### [PROBLEM STATEMENT]
Switch "gets" to "receives" throughout all the records, and write the lines out again with everything else left as is.

### [EXTRACTED ENTRIES]
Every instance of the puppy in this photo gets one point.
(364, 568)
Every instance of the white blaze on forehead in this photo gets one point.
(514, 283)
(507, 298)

### [ANSWER TO THE PROBLEM]
Every instance of the puppy in this photo receives one point.
(364, 568)
Every instance of the white blaze on forehead in this photo receives one point.
(514, 283)
(507, 298)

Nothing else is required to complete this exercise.